#### WORK ORDER:
Every record that follows needs to be written out again, exactly.

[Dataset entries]
=-=-=-=-=
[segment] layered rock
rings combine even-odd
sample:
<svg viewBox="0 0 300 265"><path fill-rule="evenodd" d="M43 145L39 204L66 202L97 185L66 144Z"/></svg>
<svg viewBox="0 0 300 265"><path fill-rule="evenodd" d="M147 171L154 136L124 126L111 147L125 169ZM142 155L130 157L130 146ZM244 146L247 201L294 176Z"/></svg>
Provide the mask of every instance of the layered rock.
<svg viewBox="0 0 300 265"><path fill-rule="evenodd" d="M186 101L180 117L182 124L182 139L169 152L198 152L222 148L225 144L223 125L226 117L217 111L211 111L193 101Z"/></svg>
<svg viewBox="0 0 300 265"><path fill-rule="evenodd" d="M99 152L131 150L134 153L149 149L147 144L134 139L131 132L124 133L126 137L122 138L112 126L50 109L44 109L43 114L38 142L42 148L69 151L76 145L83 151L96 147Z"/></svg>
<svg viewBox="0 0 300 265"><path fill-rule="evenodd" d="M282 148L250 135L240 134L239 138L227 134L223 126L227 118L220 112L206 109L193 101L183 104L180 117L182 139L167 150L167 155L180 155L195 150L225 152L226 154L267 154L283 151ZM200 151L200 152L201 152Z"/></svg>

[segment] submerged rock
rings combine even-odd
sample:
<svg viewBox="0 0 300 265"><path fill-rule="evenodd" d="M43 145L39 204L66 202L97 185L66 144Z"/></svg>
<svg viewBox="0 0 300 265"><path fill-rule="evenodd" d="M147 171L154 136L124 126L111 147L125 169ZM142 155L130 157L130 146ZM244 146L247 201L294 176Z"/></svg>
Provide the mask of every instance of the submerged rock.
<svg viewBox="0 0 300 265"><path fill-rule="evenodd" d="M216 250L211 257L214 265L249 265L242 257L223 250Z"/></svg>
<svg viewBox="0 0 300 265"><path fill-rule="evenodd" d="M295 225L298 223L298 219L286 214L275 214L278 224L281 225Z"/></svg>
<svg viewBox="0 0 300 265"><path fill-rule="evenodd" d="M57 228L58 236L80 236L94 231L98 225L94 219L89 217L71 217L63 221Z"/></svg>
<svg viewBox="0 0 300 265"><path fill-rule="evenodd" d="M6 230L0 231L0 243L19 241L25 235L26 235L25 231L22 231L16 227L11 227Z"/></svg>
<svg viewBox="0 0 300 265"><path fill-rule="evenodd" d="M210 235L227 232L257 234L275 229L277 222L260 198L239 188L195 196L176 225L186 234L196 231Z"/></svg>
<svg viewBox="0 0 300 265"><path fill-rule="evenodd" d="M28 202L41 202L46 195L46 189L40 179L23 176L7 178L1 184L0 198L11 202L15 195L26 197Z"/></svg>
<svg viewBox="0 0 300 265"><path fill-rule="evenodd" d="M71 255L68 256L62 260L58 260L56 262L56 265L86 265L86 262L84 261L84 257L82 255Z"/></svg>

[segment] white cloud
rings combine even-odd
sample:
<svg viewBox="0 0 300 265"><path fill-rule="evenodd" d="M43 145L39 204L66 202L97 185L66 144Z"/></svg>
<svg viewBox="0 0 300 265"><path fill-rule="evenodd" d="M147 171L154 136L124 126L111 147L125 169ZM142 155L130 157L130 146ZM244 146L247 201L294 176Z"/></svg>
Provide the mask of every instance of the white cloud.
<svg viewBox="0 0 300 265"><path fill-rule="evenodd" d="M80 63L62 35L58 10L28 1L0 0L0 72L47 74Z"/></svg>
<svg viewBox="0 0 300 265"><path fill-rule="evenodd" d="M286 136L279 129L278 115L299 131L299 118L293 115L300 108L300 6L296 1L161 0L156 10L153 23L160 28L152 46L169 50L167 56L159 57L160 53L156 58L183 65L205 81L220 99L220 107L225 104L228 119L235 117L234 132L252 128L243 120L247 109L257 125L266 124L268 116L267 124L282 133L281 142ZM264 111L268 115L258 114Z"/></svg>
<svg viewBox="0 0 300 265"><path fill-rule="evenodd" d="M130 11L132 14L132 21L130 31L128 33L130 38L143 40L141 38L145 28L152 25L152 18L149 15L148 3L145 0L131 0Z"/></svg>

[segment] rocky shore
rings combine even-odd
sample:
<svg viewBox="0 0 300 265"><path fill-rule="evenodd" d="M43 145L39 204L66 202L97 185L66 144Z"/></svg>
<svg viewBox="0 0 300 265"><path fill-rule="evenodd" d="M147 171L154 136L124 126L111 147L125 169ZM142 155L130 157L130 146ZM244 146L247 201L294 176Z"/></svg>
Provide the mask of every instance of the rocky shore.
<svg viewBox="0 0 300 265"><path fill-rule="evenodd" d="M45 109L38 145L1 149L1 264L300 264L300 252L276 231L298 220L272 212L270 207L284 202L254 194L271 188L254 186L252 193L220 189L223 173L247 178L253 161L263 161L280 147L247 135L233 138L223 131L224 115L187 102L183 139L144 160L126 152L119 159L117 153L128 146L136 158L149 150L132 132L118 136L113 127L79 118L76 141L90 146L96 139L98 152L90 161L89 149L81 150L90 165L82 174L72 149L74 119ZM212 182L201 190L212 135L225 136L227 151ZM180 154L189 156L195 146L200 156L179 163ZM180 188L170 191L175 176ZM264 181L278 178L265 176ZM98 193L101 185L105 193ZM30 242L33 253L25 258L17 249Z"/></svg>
=-=-=-=-=
#### RESULT OF THIS EXERCISE:
[segment] layered rock
rings combine even-odd
sample:
<svg viewBox="0 0 300 265"><path fill-rule="evenodd" d="M43 145L39 204L66 202L97 185L66 144Z"/></svg>
<svg viewBox="0 0 300 265"><path fill-rule="evenodd" d="M147 171L154 136L124 126L111 147L125 169ZM142 155L130 157L130 146ZM244 146L247 201L294 176Z"/></svg>
Provide the mask of every instance of the layered rock.
<svg viewBox="0 0 300 265"><path fill-rule="evenodd" d="M186 101L180 117L182 124L182 139L169 152L198 152L222 148L225 144L223 125L226 117L217 111L211 111L193 101Z"/></svg>
<svg viewBox="0 0 300 265"><path fill-rule="evenodd" d="M99 152L131 150L134 153L149 149L147 144L134 139L131 132L124 133L126 137L122 138L112 126L50 109L44 109L43 114L38 142L42 148L69 151L76 145L83 151L96 147Z"/></svg>
<svg viewBox="0 0 300 265"><path fill-rule="evenodd" d="M282 148L250 135L240 134L239 138L227 134L223 126L227 118L220 112L206 109L193 101L183 104L180 117L182 139L167 150L167 155L180 155L195 150L225 152L226 154L267 154L283 151ZM200 151L200 152L201 152Z"/></svg>

[segment] submerged rock
rings combine even-odd
sample:
<svg viewBox="0 0 300 265"><path fill-rule="evenodd" d="M43 145L39 204L66 202L97 185L66 144Z"/></svg>
<svg viewBox="0 0 300 265"><path fill-rule="evenodd" d="M147 171L154 136L124 126L111 147L125 169ZM142 155L130 157L130 146ZM244 146L247 201L294 176Z"/></svg>
Provide the mask of every instance of the submerged rock.
<svg viewBox="0 0 300 265"><path fill-rule="evenodd" d="M216 250L211 257L214 265L249 265L242 257L223 250Z"/></svg>
<svg viewBox="0 0 300 265"><path fill-rule="evenodd" d="M295 225L298 223L298 219L286 214L275 214L278 224L281 225Z"/></svg>
<svg viewBox="0 0 300 265"><path fill-rule="evenodd" d="M57 228L58 236L80 236L94 231L98 225L94 219L89 217L71 217L63 221Z"/></svg>
<svg viewBox="0 0 300 265"><path fill-rule="evenodd" d="M6 230L0 231L0 243L19 241L25 235L26 235L25 231L22 231L16 227L11 227Z"/></svg>
<svg viewBox="0 0 300 265"><path fill-rule="evenodd" d="M210 235L227 232L257 234L275 229L277 222L260 198L239 188L195 196L176 225L186 234L196 231Z"/></svg>
<svg viewBox="0 0 300 265"><path fill-rule="evenodd" d="M28 202L41 202L46 195L46 189L40 179L23 176L7 178L1 184L0 198L11 202L15 195L26 197Z"/></svg>
<svg viewBox="0 0 300 265"><path fill-rule="evenodd" d="M71 255L68 256L62 260L58 260L56 262L56 265L86 265L86 262L84 261L84 257L82 255Z"/></svg>

[segment] white cloud
rings combine even-odd
sample:
<svg viewBox="0 0 300 265"><path fill-rule="evenodd" d="M43 145L39 204L66 202L97 185L66 144Z"/></svg>
<svg viewBox="0 0 300 265"><path fill-rule="evenodd" d="M147 171L154 136L124 126L111 147L125 169ZM142 155L130 157L130 146ZM244 146L247 201L294 176Z"/></svg>
Provide the mask of every instance of the white cloud.
<svg viewBox="0 0 300 265"><path fill-rule="evenodd" d="M80 63L62 35L58 10L28 1L0 0L0 72L47 74Z"/></svg>
<svg viewBox="0 0 300 265"><path fill-rule="evenodd" d="M286 136L279 129L278 115L299 131L299 118L293 115L300 108L300 6L296 1L161 0L156 10L153 23L160 28L152 46L169 50L167 56L159 57L160 53L156 58L183 65L205 81L220 99L220 107L225 104L228 119L235 117L234 132L252 128L243 120L247 109L257 125L266 124L268 116L267 124L282 133L281 142ZM264 111L268 115L258 114Z"/></svg>
<svg viewBox="0 0 300 265"><path fill-rule="evenodd" d="M130 11L132 14L132 21L130 31L128 33L130 38L143 40L141 38L145 28L152 25L152 18L149 15L148 3L145 0L131 0Z"/></svg>

[segment] rocky shore
rings combine even-odd
sample:
<svg viewBox="0 0 300 265"><path fill-rule="evenodd" d="M43 145L39 204L66 202L97 185L66 144Z"/></svg>
<svg viewBox="0 0 300 265"><path fill-rule="evenodd" d="M147 171L154 136L124 126L111 147L125 169ZM142 155L130 157L130 146ZM244 146L247 201L294 176Z"/></svg>
Provide the mask of every instance of the rocky shore.
<svg viewBox="0 0 300 265"><path fill-rule="evenodd" d="M45 109L38 145L1 149L1 264L300 264L300 252L276 231L298 220L272 212L270 207L284 202L254 194L271 188L254 186L252 193L220 189L223 173L247 178L253 161L263 161L280 147L247 135L233 138L223 131L224 115L187 102L183 139L144 160L126 152L119 159L117 153L128 146L136 158L149 150L132 132L118 136L113 127L79 118L76 141L90 146L96 139L98 152L90 161L89 149L81 150L90 165L82 174L72 149L74 119ZM212 182L201 190L212 135L225 136L227 151ZM180 154L189 156L195 146L200 156L179 163ZM180 188L170 191L175 176ZM264 181L278 178L265 176ZM98 193L101 185L105 193ZM30 242L33 253L25 258L17 249Z"/></svg>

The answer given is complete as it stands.